◆ Stored items:
··········

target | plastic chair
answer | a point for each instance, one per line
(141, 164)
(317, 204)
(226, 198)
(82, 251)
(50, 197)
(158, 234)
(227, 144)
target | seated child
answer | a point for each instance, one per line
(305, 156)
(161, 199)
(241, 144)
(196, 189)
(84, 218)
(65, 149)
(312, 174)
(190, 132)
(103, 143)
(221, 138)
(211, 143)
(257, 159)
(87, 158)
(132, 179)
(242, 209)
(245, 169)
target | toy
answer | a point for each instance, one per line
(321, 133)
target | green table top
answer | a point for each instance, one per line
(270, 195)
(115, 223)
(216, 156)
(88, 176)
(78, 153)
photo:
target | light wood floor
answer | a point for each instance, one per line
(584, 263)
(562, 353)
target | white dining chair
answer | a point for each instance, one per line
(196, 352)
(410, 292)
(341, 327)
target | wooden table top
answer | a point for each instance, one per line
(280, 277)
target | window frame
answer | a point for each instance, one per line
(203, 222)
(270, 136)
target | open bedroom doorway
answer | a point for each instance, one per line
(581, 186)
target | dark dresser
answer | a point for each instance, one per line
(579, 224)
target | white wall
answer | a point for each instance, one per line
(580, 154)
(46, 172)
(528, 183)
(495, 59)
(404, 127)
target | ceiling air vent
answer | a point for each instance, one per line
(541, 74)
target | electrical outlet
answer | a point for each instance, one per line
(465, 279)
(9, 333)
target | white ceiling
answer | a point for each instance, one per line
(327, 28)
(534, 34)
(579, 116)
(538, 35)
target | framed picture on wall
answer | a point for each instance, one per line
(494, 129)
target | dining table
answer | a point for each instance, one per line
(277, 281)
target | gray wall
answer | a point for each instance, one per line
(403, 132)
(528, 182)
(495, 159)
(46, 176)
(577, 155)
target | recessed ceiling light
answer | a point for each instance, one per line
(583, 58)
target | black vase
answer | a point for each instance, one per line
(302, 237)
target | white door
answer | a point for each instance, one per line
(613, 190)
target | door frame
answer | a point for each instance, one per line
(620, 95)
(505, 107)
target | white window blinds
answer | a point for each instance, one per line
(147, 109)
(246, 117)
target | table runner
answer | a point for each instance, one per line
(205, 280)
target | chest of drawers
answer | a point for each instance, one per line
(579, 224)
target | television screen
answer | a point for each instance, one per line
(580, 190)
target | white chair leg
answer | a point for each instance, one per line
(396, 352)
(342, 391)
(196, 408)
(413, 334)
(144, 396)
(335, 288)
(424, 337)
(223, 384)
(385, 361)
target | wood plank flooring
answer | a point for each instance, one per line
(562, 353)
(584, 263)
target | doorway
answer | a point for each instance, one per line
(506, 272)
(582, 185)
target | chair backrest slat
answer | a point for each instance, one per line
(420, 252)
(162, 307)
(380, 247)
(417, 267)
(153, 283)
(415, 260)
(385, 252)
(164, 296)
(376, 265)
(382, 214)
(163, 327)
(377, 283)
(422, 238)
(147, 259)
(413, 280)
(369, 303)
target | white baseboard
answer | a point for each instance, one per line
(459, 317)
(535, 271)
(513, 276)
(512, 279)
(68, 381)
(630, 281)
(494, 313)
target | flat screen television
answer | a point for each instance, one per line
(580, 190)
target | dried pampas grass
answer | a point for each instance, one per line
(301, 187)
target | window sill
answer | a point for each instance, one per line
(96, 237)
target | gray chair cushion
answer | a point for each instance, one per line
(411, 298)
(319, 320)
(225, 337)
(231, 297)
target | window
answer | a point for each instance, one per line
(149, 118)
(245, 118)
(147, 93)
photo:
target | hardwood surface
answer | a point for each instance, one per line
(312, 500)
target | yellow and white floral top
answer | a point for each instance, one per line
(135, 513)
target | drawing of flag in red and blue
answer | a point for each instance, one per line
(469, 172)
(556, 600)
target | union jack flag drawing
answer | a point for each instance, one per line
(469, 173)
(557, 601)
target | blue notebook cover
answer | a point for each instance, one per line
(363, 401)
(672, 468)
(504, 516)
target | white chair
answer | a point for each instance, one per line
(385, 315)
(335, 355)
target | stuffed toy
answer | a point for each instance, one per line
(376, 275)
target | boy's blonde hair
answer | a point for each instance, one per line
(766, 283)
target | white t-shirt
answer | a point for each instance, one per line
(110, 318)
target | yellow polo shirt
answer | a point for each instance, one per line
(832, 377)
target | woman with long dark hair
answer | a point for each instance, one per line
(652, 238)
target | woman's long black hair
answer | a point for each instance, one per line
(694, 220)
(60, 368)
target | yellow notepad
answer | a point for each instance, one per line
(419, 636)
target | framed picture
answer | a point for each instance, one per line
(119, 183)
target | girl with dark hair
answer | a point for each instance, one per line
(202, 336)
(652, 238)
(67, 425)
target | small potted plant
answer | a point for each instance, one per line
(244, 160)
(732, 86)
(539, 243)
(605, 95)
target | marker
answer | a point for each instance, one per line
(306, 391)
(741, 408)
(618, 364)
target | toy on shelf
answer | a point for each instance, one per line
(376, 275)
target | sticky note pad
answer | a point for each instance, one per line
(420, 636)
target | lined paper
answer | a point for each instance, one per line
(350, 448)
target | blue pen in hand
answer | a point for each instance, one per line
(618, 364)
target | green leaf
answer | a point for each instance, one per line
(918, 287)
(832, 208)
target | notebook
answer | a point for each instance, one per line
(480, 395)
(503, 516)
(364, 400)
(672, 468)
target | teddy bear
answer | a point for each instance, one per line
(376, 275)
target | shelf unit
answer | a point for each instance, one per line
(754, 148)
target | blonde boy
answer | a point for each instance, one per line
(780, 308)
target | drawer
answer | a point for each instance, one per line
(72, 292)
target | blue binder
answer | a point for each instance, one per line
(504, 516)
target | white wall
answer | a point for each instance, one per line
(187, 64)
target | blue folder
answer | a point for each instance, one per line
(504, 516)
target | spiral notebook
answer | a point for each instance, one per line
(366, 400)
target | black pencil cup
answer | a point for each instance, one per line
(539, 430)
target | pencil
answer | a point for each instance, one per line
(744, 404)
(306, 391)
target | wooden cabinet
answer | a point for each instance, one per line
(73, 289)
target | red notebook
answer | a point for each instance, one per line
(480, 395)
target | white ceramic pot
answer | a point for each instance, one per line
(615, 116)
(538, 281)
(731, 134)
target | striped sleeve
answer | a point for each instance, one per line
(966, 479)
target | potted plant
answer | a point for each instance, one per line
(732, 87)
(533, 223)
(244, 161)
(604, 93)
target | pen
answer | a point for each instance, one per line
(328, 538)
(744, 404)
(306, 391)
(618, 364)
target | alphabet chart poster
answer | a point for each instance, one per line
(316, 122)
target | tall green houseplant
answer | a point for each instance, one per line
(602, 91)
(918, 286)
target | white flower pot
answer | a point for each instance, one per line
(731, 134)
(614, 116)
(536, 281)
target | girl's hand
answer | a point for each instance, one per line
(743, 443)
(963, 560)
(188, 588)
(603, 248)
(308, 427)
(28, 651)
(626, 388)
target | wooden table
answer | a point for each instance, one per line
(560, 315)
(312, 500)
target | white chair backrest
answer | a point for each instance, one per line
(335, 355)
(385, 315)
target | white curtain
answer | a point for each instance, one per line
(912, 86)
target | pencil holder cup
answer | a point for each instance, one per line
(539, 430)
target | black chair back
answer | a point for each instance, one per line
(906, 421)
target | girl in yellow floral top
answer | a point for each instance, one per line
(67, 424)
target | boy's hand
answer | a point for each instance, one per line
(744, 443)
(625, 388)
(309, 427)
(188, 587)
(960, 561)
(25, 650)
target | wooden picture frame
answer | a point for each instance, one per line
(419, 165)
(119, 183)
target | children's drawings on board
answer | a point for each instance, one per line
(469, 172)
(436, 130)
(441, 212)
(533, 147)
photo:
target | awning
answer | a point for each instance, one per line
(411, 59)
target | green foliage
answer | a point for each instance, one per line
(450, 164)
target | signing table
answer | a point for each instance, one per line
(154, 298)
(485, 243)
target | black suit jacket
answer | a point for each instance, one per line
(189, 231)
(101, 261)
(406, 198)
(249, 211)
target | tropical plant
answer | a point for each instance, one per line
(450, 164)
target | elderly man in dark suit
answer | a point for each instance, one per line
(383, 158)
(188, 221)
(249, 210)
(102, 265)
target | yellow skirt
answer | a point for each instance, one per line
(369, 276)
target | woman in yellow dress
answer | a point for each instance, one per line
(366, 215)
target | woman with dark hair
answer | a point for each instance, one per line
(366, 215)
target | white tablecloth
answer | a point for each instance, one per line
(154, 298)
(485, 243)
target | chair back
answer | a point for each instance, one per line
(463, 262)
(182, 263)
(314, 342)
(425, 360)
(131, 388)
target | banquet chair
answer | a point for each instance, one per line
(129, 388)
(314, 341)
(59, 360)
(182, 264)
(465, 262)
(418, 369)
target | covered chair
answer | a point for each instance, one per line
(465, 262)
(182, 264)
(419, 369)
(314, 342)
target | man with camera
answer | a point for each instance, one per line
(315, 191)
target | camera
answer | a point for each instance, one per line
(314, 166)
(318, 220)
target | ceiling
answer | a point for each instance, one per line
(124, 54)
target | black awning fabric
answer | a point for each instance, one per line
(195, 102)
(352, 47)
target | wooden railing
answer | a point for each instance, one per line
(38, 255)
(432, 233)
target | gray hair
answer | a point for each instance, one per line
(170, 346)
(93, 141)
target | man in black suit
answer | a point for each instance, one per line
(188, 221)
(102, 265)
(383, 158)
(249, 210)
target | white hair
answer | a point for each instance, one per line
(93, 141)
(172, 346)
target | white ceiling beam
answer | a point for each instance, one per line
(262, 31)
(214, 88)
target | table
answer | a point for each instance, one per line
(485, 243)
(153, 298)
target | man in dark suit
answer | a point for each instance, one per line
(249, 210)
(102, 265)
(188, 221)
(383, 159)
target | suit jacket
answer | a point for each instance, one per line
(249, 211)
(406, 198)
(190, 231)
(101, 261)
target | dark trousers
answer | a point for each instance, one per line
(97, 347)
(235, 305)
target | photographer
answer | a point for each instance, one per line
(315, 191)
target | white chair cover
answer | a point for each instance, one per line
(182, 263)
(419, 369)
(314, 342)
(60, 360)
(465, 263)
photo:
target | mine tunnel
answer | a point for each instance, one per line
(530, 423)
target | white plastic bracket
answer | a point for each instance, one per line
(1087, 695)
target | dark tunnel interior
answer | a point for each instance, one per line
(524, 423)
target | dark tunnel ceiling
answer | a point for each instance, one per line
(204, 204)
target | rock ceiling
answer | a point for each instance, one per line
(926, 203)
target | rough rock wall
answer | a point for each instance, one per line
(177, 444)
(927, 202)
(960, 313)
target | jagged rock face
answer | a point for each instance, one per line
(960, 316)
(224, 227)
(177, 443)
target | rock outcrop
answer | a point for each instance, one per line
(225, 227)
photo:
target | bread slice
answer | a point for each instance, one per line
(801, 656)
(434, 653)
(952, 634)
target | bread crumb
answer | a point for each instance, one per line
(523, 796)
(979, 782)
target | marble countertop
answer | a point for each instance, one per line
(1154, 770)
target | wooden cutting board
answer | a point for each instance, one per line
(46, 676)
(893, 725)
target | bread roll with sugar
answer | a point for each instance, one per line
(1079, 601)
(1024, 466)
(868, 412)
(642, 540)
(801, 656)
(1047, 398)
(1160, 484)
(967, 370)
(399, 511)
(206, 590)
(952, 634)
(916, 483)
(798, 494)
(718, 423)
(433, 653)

··········

From the line holding "target | gray hair" down to the final line above, quote every line exactly and only those lines.

◆ Output of the task:
target | gray hair
answer | a point for each instance, one per line
(170, 346)
(93, 141)
target | man in black suit
answer | a point for each instance, one per line
(188, 221)
(102, 265)
(383, 158)
(249, 210)
target | white hair
answer | a point for each instance, one per line
(93, 141)
(172, 346)
target | white ceiling beam
answer | a point for each instance, one per line
(262, 31)
(214, 88)
target | table
answer | a point for each instance, one per line
(485, 243)
(153, 298)
target | man in dark suit
answer | a point for each instance, one per line
(249, 210)
(102, 265)
(188, 221)
(383, 159)
target | suit jacket
answer | a point for each instance, one per line
(249, 211)
(406, 198)
(190, 231)
(101, 261)
target | dark trousers
answer | a point for each instance, one per line
(97, 347)
(235, 305)
target | photographer
answer | a point for each instance, one per line
(315, 191)
target | white chair cover
answer | a point for each instance, one per line
(182, 263)
(419, 369)
(314, 342)
(60, 360)
(465, 263)
photo:
target | mine tunnel
answer | a point for each instance, one per line
(530, 423)
target | white plastic bracket
answer | a point for each instance, one per line
(1087, 695)
target | dark tunnel interior
answer | a point for each instance, one per line
(524, 423)
target | dark tunnel ceiling
answer | a point for each instance, one per line
(204, 204)
target | rock ceiling
answer | a point for each instance, one per line
(926, 203)
target | rough rock wall
answer | a point for each instance, one per line
(177, 444)
(927, 202)
(960, 313)
target | jagged rock face
answer | a point for each instance, one per line
(960, 316)
(224, 227)
(177, 443)
target | rock outcrop
answer | a point for each instance, one per line
(225, 227)
photo:
target | bread slice
answer | a point for each instance, one per line
(801, 656)
(434, 653)
(952, 634)
target | bread crumb
answer | a point for each instance, one per line
(523, 796)
(979, 782)
target | marble countertop
answer | a point for each instance, one per line
(1154, 770)
target | wooden cutting board
answer | a point for each instance, one per line
(46, 676)
(893, 725)
target | bread roll with sugar
answer | a point for each instance, one per line
(1079, 601)
(1024, 466)
(868, 412)
(642, 540)
(801, 656)
(1047, 398)
(1160, 484)
(967, 370)
(399, 511)
(206, 590)
(952, 634)
(916, 483)
(798, 494)
(718, 423)
(433, 653)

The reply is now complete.